To do:
In the raft excerpt below, what name was given to the rapids and the portage? Please answer briefly.

Excerpt:
##########
The next day only three white men, Mr. Homan, Mr. McIntosh and Corporal Shircliff, were placed in charge. About half the stores were put on the deck, the raft swung by ropes into the swift current of the stream so as to float it well out into the lake, and as the rude sail was spread to the increasing wind, the primitive craft commenced a journey that was destined to measure over thirteen hundred miles before the rough ribs of knots and bark were laid to rest on the great river, nearly half a thousand miles of whose secrets were given up to geographical science through the medium of her staunch and trusty bones. As she slowly obeyed her motive power, the wind began blowing harder and harder, until the craft was pitching like a vessel laboring in an ocean storm; but despite this the middle of the afternoon saw her rough journey across the angry lake safely completed, and this without any damage to her load worth noticing. The three men had had an extremely hard time of it, and had been compelled to take down their wall tent sail, for when this was lashed down over the stores on the deck to protect them from the deluge of flying spray breaking up over the stern there was ample surface presented to the furious gale to drive them along at a good round pace, especially when near the bold rocky shores, where all their vigilance and muscle were needed to keep them from being dashed to pieces in the rolling breakers. They had started with a half dozen or so good stout poles, but in using them over the rocks on the bottom one would occasionally cramp between a couple of submerged stones and be wrested violently from their hands as the raft swept swiftly by before it could be extricated. The remainder of the personnel, white and native, scrambled over the rough precipitous mountain spurs on the eastern side of the lake, wading through bog and tangled underbrush, then up steep slippery granite rocks on to the ridge tops bristling with fallen burned timber, or occasionally steadying themselves on some slight log that crossed a deep cañon, whose bed held a rushing stream where nothing less than a trout could live for a minute, the one common suffering every where being from the mosquitoes. The rest of the stores not taken on the raft found their way along slowly by means of the two dilapidated canoes, previously described, in the hands of our own Indians.
As we neared Camp 7, at the outlet of Lake Lindeman, on the overland trail we occasionally met with little openings that might be described by an imaginative person as prairies, and for long stretches, that is, two and three hundred yards, the walking would really be pleasant.
An inspection of the locality showed that the lake we had just passed was drained by a small river averaging from fifty to seventy-five feet in width and a little over a mile long. It was for nearly the whole length a repetition of shallow rapids, shoals, cascades, ugly-looking bowlders, bars and network of drift-timber. At about the middle of its course the worst cascade was split by a huge projecting bowlder, just at a sudden bend of the stream, and either channel was barely large enough to allow the raft to pass if it came end on, and remained so while going through, otherwise it would be sure to jam. Through this narrow chute of water the raft was "shot" the next day—June 16th—and although our predictions were verified at this cascade, a few minutes' energetic work sufficed to clear it, with the loss of a side-log or two, and all were glad to see it towed and anchored alongside the gravelly beach on the new lake, with so little damage received. Here we at once commenced enlarging its dimensions on a scale commensurate with the carrying of our entire load, both personnel and materiel. Around this unnavigable and short river the Indian packers and traders portage their goods when making their way into the interior, there being a good trail on the eastern side of the stream, which, barring a few sandy stretches, connects the two lakes. I called these rapids and the portage Payer Portage, after Lieutenant Payer, of the Austro-Hungarian expedition of 1872–74.
##########
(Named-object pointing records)
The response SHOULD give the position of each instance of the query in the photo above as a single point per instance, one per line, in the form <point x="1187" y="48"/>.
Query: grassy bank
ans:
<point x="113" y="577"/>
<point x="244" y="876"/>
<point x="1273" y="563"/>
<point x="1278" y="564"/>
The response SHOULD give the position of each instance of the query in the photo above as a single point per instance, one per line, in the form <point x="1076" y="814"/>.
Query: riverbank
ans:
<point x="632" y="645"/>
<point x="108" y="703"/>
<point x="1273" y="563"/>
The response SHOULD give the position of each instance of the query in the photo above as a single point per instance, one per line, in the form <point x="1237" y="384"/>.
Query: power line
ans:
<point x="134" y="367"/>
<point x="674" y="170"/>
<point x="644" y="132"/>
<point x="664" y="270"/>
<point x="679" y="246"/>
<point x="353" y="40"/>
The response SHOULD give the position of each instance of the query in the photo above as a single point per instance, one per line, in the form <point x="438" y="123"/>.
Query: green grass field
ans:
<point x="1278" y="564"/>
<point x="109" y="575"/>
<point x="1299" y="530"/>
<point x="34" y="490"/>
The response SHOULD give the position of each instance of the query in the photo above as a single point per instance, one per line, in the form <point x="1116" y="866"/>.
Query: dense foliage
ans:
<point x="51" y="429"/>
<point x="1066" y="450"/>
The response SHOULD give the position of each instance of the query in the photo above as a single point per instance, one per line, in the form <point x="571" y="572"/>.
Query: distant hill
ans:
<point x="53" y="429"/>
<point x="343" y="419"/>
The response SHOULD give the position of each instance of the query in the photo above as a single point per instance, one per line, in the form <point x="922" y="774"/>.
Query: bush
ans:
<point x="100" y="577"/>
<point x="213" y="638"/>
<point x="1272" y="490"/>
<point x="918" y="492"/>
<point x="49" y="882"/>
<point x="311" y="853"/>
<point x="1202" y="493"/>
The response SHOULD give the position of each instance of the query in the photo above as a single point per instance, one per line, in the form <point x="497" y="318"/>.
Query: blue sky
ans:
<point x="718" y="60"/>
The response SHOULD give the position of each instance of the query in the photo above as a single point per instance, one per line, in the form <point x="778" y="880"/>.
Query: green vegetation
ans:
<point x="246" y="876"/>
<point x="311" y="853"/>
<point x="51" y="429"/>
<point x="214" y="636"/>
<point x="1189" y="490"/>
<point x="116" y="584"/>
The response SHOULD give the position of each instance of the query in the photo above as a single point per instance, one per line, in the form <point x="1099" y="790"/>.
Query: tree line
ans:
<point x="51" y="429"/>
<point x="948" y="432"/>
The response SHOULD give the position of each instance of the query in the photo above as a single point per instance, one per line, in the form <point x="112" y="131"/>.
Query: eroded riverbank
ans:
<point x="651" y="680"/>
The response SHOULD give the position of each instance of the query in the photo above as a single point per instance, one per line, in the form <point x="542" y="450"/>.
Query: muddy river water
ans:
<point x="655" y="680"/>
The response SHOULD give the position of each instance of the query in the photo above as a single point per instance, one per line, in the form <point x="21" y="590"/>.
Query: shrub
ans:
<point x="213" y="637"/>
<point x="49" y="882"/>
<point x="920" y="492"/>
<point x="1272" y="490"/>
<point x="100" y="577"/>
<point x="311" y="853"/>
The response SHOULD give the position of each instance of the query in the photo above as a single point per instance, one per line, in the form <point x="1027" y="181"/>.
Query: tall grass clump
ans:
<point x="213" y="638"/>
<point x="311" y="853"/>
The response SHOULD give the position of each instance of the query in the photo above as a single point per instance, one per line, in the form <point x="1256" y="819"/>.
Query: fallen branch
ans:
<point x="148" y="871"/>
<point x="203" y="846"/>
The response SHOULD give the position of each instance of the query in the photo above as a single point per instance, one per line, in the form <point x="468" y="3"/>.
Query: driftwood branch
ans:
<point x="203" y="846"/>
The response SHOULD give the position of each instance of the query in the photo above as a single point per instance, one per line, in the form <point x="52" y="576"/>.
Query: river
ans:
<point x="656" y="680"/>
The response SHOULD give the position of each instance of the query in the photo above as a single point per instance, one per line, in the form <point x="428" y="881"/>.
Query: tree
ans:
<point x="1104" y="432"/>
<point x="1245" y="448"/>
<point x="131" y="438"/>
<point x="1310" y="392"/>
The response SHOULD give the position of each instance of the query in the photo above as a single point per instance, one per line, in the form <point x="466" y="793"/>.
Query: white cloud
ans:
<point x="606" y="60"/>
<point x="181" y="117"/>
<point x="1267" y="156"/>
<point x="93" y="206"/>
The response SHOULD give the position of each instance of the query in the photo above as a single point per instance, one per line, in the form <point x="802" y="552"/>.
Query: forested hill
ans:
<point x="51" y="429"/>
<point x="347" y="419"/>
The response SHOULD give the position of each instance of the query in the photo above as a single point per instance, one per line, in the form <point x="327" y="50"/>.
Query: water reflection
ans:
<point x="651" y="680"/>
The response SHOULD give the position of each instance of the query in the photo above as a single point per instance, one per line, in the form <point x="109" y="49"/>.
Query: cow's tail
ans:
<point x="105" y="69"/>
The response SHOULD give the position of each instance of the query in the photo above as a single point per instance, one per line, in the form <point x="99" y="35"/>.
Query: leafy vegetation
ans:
##########
Task answer:
Payer Portage.